Problem details =>
From the data underneath, reproduce exactly the stretch that begins at the line with "Q: For each instance of the man's left" and ends after the line with "Q: For each instance of the boulder".

Data for processing =>

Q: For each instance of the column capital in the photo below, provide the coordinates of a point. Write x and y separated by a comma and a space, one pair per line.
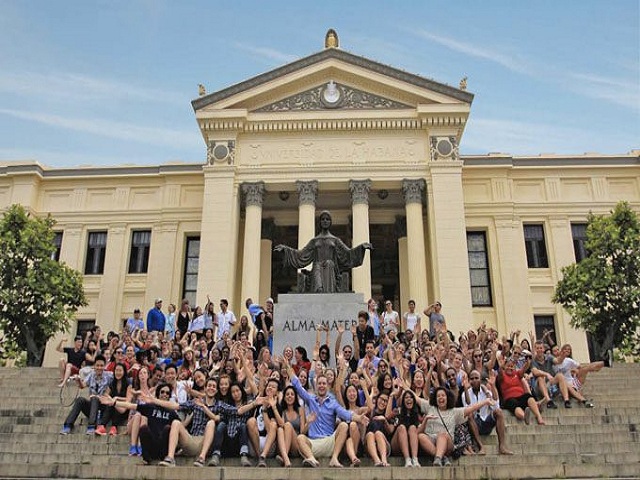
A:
360, 191
412, 190
307, 192
268, 229
253, 193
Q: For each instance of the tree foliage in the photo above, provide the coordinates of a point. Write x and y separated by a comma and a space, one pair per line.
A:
602, 292
38, 295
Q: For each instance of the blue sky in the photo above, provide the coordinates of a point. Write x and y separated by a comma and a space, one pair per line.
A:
110, 82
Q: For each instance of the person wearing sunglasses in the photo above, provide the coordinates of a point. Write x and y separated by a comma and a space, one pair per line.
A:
154, 436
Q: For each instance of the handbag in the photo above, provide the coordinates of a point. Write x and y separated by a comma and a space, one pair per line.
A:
457, 448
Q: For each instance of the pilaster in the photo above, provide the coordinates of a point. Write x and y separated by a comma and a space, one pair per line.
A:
561, 242
266, 247
112, 285
253, 196
361, 276
162, 263
449, 243
412, 193
218, 233
514, 280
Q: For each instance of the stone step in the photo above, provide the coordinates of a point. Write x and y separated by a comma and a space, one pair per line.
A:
585, 470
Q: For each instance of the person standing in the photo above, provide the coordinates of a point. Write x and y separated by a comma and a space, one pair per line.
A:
155, 318
226, 318
436, 319
390, 318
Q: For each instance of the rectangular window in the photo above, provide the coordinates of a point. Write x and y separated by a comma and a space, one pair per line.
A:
544, 323
96, 250
479, 269
57, 242
535, 246
192, 258
139, 256
579, 234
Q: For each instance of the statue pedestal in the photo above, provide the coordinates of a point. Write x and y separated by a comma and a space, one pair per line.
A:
297, 316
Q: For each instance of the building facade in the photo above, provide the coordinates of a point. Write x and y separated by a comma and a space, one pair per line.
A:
378, 147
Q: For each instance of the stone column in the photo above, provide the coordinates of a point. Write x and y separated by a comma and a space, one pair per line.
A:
361, 276
412, 191
219, 229
561, 254
307, 193
162, 264
266, 246
449, 247
403, 263
112, 282
253, 194
512, 287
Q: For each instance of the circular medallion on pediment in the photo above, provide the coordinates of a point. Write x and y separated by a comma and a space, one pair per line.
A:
331, 95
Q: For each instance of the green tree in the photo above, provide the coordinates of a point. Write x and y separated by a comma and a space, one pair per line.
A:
38, 295
602, 292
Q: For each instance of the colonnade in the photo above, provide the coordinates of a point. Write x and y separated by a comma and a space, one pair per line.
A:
253, 194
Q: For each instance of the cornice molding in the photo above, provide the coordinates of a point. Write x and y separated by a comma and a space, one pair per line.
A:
327, 54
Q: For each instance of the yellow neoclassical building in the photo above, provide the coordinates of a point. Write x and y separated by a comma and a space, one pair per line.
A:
378, 147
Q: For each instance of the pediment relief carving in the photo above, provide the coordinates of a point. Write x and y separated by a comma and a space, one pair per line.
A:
333, 96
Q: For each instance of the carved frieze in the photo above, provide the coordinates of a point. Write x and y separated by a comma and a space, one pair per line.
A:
333, 95
253, 193
307, 191
360, 191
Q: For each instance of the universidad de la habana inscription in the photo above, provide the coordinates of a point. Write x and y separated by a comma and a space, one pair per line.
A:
354, 151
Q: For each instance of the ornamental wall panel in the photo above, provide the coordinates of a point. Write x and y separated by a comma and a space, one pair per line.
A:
100, 199
576, 190
56, 200
191, 196
477, 191
624, 188
527, 191
145, 198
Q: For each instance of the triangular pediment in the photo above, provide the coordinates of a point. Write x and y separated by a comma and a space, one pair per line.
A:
331, 96
362, 84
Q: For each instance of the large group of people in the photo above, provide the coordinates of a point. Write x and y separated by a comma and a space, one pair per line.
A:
200, 383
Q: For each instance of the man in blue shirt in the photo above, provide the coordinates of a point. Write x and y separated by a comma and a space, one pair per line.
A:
324, 439
155, 318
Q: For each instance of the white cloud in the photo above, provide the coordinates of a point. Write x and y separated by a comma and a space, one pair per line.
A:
266, 53
484, 135
614, 90
72, 86
512, 62
107, 128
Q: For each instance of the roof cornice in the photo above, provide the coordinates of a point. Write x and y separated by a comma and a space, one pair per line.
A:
332, 53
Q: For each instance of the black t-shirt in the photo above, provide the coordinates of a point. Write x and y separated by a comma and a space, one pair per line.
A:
75, 358
363, 337
157, 417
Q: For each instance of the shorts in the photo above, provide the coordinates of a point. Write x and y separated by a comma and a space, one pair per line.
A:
517, 402
263, 440
486, 426
323, 447
192, 446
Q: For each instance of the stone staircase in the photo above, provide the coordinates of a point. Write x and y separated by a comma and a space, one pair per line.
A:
579, 443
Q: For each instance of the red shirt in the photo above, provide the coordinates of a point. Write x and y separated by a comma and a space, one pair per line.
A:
511, 385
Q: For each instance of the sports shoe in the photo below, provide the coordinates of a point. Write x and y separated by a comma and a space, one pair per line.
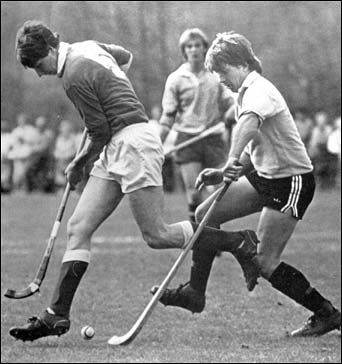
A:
318, 325
184, 296
39, 327
245, 255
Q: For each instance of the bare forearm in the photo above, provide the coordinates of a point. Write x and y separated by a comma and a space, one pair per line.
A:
166, 123
244, 131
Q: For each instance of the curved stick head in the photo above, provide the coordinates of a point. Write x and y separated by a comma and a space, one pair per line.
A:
26, 292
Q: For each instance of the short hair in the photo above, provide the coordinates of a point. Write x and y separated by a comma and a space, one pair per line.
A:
234, 49
33, 42
192, 33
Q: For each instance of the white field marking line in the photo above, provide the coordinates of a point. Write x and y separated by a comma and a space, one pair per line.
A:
117, 239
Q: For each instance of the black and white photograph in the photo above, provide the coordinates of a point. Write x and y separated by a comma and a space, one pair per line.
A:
170, 181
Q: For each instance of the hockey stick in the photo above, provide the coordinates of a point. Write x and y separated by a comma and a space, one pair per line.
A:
34, 286
134, 331
213, 130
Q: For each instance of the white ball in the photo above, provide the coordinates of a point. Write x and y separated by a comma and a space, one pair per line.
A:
87, 332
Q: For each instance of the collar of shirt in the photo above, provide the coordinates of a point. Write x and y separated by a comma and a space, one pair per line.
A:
185, 71
62, 54
248, 80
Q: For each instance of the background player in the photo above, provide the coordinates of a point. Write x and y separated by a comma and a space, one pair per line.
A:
194, 100
276, 179
128, 156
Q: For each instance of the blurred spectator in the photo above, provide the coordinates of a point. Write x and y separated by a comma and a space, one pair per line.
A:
323, 160
24, 137
334, 145
6, 163
304, 125
40, 172
64, 152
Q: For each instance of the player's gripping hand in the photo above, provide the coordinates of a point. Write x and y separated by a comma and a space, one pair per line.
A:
209, 176
232, 170
74, 174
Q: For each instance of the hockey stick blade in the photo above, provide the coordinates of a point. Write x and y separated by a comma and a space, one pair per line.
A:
31, 289
34, 286
136, 328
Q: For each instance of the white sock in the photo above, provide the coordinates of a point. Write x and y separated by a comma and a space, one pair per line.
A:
188, 230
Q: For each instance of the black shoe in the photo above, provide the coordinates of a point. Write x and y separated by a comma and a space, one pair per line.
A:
318, 325
245, 255
39, 327
184, 296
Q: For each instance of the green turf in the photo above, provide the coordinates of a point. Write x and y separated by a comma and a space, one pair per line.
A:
235, 327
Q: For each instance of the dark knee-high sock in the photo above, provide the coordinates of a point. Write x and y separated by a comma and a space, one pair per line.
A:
69, 278
216, 239
202, 261
293, 284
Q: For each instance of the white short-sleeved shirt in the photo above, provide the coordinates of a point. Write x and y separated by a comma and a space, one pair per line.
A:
197, 100
277, 151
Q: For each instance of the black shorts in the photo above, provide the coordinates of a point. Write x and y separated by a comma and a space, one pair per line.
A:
210, 152
282, 194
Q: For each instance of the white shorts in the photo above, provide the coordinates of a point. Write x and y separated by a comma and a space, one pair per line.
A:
134, 158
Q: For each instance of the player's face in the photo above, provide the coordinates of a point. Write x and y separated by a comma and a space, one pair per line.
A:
232, 76
47, 65
195, 50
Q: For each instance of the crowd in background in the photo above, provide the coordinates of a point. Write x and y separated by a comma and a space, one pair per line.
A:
34, 156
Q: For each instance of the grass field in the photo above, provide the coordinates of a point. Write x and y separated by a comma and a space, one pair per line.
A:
236, 326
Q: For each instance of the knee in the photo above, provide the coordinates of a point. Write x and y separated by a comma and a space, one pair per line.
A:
77, 233
267, 264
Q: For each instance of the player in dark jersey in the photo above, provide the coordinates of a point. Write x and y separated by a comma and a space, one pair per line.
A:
275, 179
128, 161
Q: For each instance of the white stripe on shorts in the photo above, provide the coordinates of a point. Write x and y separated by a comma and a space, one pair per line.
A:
296, 187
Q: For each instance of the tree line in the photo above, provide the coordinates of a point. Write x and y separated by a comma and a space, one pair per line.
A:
298, 42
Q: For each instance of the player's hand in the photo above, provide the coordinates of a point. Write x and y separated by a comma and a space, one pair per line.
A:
74, 174
209, 176
232, 170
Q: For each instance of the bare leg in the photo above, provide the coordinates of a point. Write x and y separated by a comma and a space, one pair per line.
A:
274, 231
99, 199
240, 200
147, 207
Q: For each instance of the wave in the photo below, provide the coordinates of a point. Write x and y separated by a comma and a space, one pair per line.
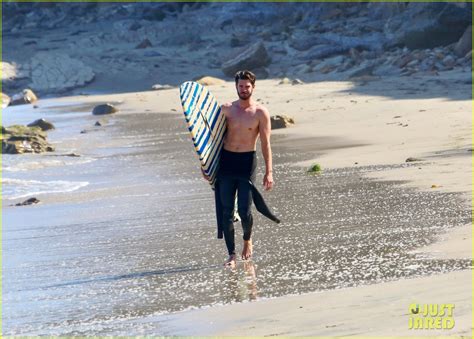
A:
17, 188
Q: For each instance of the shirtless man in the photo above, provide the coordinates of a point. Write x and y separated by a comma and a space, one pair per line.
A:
246, 120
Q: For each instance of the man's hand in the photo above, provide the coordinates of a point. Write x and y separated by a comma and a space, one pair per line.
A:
268, 181
205, 176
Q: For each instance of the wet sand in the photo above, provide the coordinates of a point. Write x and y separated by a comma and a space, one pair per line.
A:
139, 242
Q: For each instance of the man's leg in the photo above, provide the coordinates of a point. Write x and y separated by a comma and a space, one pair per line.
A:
227, 192
244, 202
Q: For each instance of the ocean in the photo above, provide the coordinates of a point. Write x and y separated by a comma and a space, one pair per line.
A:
126, 232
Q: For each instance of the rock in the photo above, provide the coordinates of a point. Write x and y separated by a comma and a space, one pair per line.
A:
104, 109
251, 58
18, 139
281, 121
209, 81
411, 159
159, 87
464, 45
324, 51
297, 82
9, 71
72, 155
329, 64
239, 40
57, 72
385, 10
285, 81
43, 124
303, 41
27, 96
5, 100
261, 73
30, 201
144, 44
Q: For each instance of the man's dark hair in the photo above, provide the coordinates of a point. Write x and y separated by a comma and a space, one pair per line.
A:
245, 75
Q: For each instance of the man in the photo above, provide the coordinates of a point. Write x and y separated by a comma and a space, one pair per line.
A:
246, 121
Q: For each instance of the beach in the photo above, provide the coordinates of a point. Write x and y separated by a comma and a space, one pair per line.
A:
130, 248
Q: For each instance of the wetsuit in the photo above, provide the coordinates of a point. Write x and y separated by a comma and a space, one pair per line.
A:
236, 175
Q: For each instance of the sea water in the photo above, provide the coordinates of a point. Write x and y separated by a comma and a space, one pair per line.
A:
140, 239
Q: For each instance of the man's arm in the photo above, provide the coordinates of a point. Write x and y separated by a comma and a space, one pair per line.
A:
265, 131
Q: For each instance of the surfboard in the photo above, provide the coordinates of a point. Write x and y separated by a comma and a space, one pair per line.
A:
206, 124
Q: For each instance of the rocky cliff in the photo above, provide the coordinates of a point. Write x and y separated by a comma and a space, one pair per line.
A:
57, 47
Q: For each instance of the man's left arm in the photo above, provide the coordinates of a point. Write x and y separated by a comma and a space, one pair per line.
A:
265, 131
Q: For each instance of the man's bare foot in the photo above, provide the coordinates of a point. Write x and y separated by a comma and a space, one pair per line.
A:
247, 250
230, 262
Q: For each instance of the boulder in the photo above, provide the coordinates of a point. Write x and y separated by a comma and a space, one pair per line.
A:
158, 87
30, 201
209, 81
57, 72
281, 121
251, 58
104, 109
18, 139
43, 124
324, 51
27, 96
464, 45
303, 41
5, 100
364, 69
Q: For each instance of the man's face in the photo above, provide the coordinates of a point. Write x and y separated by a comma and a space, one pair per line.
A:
244, 89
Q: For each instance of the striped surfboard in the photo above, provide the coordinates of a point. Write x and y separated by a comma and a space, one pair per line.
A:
206, 124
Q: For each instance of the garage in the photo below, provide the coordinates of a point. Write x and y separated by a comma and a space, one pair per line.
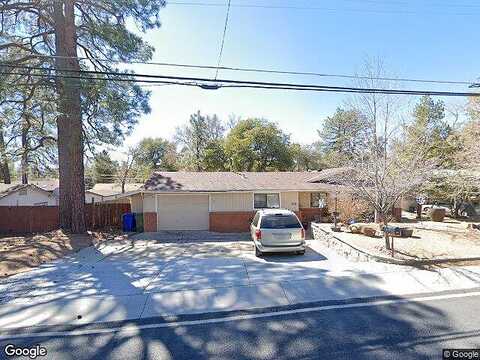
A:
182, 212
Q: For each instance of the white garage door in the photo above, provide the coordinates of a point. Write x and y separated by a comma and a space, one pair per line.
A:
183, 212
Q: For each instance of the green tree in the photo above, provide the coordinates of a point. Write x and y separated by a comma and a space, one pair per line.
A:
98, 31
429, 133
215, 158
156, 154
306, 157
258, 145
104, 168
196, 136
342, 136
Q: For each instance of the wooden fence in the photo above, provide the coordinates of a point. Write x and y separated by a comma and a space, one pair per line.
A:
30, 219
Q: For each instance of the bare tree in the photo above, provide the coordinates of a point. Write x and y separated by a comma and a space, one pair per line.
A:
379, 175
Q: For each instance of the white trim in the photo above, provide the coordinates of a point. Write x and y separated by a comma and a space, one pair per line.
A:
266, 192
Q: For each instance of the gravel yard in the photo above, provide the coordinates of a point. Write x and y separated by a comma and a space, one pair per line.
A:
430, 240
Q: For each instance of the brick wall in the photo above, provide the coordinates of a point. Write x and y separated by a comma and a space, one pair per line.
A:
149, 221
309, 214
238, 221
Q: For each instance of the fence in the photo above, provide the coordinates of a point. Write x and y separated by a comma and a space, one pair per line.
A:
28, 219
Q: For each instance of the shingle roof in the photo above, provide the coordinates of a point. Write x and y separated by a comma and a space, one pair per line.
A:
7, 189
232, 181
105, 189
332, 175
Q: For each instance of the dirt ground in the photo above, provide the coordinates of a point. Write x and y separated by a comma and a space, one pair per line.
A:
430, 240
22, 253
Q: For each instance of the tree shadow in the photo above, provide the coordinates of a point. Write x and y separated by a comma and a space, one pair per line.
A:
377, 333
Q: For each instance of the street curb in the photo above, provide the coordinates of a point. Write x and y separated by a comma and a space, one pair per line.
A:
226, 314
358, 254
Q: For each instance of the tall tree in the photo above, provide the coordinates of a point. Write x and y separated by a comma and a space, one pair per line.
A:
378, 174
196, 136
307, 157
104, 168
63, 29
258, 145
342, 136
156, 154
429, 132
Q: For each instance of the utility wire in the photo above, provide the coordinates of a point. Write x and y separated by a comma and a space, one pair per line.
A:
327, 9
223, 39
206, 83
269, 71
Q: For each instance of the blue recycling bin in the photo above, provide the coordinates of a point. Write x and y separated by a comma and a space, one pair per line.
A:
128, 222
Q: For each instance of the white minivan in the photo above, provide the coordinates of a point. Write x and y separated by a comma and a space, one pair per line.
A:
277, 230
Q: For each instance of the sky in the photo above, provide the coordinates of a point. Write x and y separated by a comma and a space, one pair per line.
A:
429, 39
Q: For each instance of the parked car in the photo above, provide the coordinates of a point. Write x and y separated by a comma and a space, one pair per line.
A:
277, 230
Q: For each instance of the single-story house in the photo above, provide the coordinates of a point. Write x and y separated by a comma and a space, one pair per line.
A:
26, 195
45, 193
110, 192
225, 201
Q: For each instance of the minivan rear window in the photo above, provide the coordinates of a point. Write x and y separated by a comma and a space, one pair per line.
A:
280, 221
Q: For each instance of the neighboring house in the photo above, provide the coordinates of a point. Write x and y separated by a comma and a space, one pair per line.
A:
224, 201
110, 193
45, 192
26, 195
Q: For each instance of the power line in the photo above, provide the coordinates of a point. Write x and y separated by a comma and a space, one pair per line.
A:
316, 8
223, 39
273, 71
208, 83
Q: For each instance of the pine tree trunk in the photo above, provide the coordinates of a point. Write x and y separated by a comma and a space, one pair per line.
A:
24, 160
69, 122
4, 169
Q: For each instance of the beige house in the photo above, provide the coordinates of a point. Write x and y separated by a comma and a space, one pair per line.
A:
110, 193
225, 201
26, 195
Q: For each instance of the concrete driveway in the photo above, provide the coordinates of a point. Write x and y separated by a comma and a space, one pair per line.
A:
170, 273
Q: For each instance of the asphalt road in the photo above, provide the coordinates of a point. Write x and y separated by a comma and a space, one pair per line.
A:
416, 329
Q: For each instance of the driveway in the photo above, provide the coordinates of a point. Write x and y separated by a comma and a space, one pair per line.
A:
173, 273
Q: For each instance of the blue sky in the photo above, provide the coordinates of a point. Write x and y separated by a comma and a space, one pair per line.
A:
417, 39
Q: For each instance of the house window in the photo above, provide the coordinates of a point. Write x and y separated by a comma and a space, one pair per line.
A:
317, 200
267, 201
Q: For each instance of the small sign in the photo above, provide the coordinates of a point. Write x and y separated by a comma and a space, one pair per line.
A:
420, 200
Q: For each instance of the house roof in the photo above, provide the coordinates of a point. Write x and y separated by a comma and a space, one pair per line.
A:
332, 175
7, 189
105, 189
180, 181
44, 184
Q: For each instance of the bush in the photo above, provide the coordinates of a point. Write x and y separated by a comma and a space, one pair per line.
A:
354, 209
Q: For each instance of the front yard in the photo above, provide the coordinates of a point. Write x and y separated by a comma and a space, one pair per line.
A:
451, 239
22, 253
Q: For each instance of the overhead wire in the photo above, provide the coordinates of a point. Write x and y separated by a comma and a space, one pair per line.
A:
208, 83
223, 39
318, 8
275, 71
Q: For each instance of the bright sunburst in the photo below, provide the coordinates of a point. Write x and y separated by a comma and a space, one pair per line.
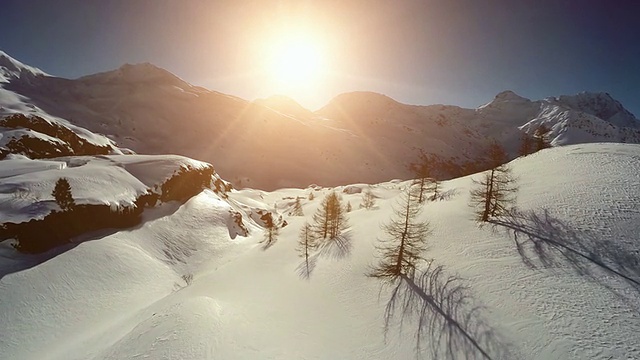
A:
295, 62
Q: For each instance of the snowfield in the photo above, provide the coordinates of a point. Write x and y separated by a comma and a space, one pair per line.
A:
560, 280
114, 180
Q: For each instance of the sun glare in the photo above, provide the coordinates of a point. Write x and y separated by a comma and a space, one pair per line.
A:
295, 62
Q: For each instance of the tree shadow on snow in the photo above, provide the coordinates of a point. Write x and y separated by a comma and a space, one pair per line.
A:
544, 240
445, 315
335, 249
304, 269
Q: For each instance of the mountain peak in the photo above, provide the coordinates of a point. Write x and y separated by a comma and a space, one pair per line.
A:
135, 73
509, 95
11, 68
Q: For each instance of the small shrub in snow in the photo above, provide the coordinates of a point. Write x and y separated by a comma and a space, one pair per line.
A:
401, 252
368, 200
330, 219
62, 194
494, 194
297, 208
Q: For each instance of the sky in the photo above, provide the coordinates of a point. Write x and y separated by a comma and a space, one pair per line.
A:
457, 52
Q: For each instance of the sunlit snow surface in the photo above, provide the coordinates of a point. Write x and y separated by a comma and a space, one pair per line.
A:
26, 185
126, 295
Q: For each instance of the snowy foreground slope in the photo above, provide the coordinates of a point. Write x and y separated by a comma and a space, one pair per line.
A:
186, 285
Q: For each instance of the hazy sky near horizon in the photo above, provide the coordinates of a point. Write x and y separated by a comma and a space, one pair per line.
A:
459, 52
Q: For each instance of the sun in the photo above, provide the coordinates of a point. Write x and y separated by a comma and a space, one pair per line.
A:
295, 62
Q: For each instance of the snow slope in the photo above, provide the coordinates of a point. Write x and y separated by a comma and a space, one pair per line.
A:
130, 294
275, 143
115, 180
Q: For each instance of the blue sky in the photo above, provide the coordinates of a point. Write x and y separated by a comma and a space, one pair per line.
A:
418, 52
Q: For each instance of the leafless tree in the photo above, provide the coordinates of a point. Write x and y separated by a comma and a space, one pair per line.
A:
541, 136
368, 199
330, 219
306, 244
297, 208
401, 251
494, 194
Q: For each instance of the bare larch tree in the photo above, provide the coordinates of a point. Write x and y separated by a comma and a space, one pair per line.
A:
401, 251
494, 194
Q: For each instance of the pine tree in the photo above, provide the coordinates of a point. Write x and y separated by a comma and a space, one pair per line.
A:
62, 194
494, 194
306, 243
434, 187
297, 208
400, 253
526, 144
368, 199
271, 230
541, 137
330, 217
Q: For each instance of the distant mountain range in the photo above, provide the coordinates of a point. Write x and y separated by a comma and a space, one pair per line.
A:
272, 143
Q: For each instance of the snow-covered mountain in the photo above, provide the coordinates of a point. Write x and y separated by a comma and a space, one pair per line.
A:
558, 281
272, 143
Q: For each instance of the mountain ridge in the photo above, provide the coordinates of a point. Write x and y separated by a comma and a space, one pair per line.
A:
357, 137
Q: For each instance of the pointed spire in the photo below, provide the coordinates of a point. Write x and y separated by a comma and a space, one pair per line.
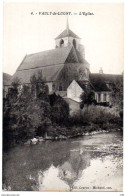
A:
67, 26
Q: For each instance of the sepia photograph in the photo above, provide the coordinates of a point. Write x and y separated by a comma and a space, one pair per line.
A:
62, 105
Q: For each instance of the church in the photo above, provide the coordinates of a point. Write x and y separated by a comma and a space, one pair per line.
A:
66, 71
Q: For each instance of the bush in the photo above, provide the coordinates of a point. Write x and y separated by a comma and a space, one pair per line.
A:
95, 115
60, 111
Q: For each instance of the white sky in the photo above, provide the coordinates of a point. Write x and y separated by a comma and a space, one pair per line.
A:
101, 33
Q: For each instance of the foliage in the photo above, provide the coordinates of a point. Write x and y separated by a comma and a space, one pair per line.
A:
59, 111
117, 94
38, 87
87, 97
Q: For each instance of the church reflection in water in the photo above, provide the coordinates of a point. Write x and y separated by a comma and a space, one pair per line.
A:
63, 165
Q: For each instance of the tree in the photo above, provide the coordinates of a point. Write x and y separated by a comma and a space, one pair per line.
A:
117, 94
38, 87
59, 111
87, 97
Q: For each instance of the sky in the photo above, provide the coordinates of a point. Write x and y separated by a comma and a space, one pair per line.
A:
101, 33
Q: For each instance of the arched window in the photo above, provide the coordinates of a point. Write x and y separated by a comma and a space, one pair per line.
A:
53, 87
105, 97
60, 87
74, 43
61, 43
99, 97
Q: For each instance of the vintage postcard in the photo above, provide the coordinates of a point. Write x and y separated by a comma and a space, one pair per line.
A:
62, 97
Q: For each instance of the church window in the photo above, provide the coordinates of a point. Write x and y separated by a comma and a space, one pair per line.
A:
74, 43
60, 87
61, 43
99, 97
105, 96
53, 87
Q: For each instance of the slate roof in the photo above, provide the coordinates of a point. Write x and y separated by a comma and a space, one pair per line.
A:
50, 73
53, 64
81, 84
68, 33
45, 58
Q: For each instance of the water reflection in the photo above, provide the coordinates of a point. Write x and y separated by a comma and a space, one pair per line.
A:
66, 165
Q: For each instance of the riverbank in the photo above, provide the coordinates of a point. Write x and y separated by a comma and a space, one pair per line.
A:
38, 139
99, 160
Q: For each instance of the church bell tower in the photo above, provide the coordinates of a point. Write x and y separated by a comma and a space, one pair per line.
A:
67, 38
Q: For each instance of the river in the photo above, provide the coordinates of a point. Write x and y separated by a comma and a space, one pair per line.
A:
88, 163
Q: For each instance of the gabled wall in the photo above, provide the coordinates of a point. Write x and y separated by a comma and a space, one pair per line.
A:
74, 91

Solution to this task =>
Q: For each instance of the man's left arm in the photo above, provide the coordinates of a point. Write x and y separated by a comma and a space, one pair per line.
A:
265, 131
Q: For each instance of the man's bare foot in the photo above, provide the coordinates of a point. Write x and y separated by a comma and a space, one pair per line.
A:
247, 250
230, 262
Q: For each instance of the boulder in the photo above, provide the coordinates of a point. Write x and y separated by a comma and a space, one pair per line.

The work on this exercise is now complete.